(Dataset entries)

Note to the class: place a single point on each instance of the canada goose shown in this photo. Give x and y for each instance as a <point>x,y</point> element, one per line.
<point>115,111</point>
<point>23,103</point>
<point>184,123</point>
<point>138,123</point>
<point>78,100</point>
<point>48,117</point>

- **ABOUT THIS EXERCISE**:
Could you return all of the data exactly as written?

- **ANSWER TO THE PROBLEM**:
Note to the class: place a single point on each instance of the canada goose shown in this photo. Give x and y for each instance as a <point>x,y</point> element, one per line.
<point>115,111</point>
<point>23,103</point>
<point>184,123</point>
<point>138,123</point>
<point>78,100</point>
<point>48,117</point>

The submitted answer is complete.